EXCERTO DA FONTE:

= = = = =

Em 2018, foi publicado um artigo científico intitulado “The revenge of the places that don’t matter” (“A vingança dos lugares que não importam) por Andrés Rodríguez-Pose. O artigo, amplamente citado na academia e na política europeia, fala sobre os lugares com persistente falta de oportunidades, fraco desenvolvimento económico e social, sem perspectivas de futuro e esquecidos pela maior parte das políticas e políticos. O autor argumenta que é nestes lugares que melhor proliferam os movimentos políticos populistas, que cavalgam na insatisfação e descontentamento da população. Movimentos estes que levaram à eleição de Donald Trump, ao Brexit, ao crescimento dos extremismos na Europa, ou até a conflitos armados (na Colômbia e no Perú) como forma de revolta ou vingança dos lugares esquecidos pelo poder político e económico instalado.

Portugal aproxima-se de umas eleições muito importantes para o seu futuro próximo. Mas também em Portugal há lugares que não importam, esquecidos, com falta de oportunidades e sem perspectivas de futuro. Portugal, o país mais centralizado da Europa, é o país em que os distritos do interior representam dois terços da área de Portugal continental, e em que os mesmos distritos elegem menos deputados do que o círculo de Lisboa.

Mas se isso era um dado adquirido, tem ficado também claro que os problemas de 2/3 do país e a coesão territorial estão praticamente de fora dos debates e da campanha eleitoral. Talvez seja um tema demasiado complexo e que não sirva para os típicos soundbites, ou talvez, de facto, para a maioria dos candidatos, há temas e lugares que não importam nestas eleições.

= = = = =

Dados extraídos de uma coleção:
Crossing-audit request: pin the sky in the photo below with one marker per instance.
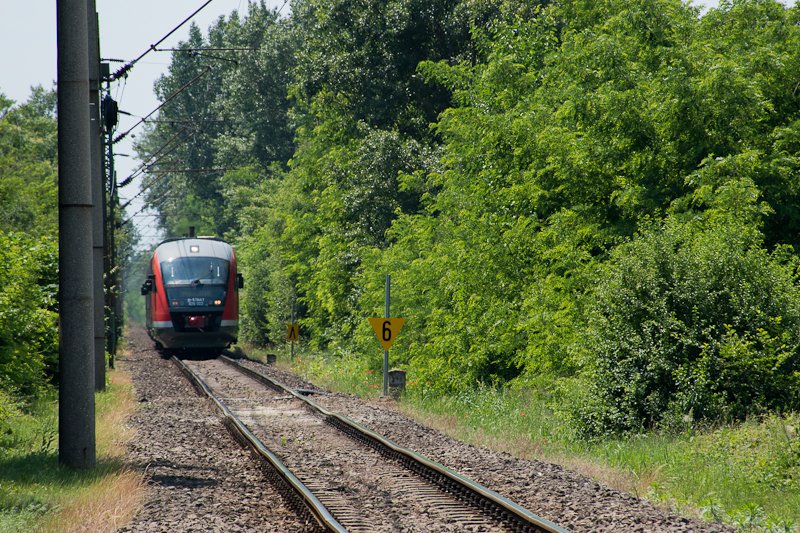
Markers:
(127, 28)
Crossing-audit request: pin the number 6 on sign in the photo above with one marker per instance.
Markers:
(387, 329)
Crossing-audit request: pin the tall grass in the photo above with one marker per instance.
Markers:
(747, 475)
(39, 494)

= = = = =

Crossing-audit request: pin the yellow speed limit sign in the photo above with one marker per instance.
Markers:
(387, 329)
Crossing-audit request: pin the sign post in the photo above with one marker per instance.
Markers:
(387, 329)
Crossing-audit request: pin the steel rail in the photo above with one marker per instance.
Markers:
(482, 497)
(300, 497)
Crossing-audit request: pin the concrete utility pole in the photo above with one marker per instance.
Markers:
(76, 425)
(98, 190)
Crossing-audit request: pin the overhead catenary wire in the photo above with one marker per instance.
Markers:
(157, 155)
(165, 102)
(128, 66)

= = = = =

EXERCÍCIOS:
• 1. No excerto sobre os lugares que não importam, porque é que os movimentos populistas proliferam melhor nesses lugares? Responda em uma a três frases.
• 2. Reescreva tudo desde "Mas se isso" até "importam nestas eleições." no excerto sobre os lugares que não importam, trocando "soundbites" por "slogans".

EXERCÍCIO RESOLVIDO:
• 1. São lugares com persistente falta de oportunidades, fraco desenvolvimento económico e social, sem perspectivas de futuro e esquecidos pela maior parte das políticas e dos políticos. Por isso, os movimentos populistas aproveitam-se da insatisfação e do descontentamento da população que lá vive.

• 2.
Mas se isso era um dado adquirido, tem ficado também claro que os problemas de 2/3 do país e a coesão territorial estão praticamente de fora dos debates e da campanha eleitoral. Talvez seja um tema demasiado complexo e que não sirva para os típicos slogans, ou talvez, de facto, para a maioria dos candidatos, há temas e lugares que não importam nestas eleições.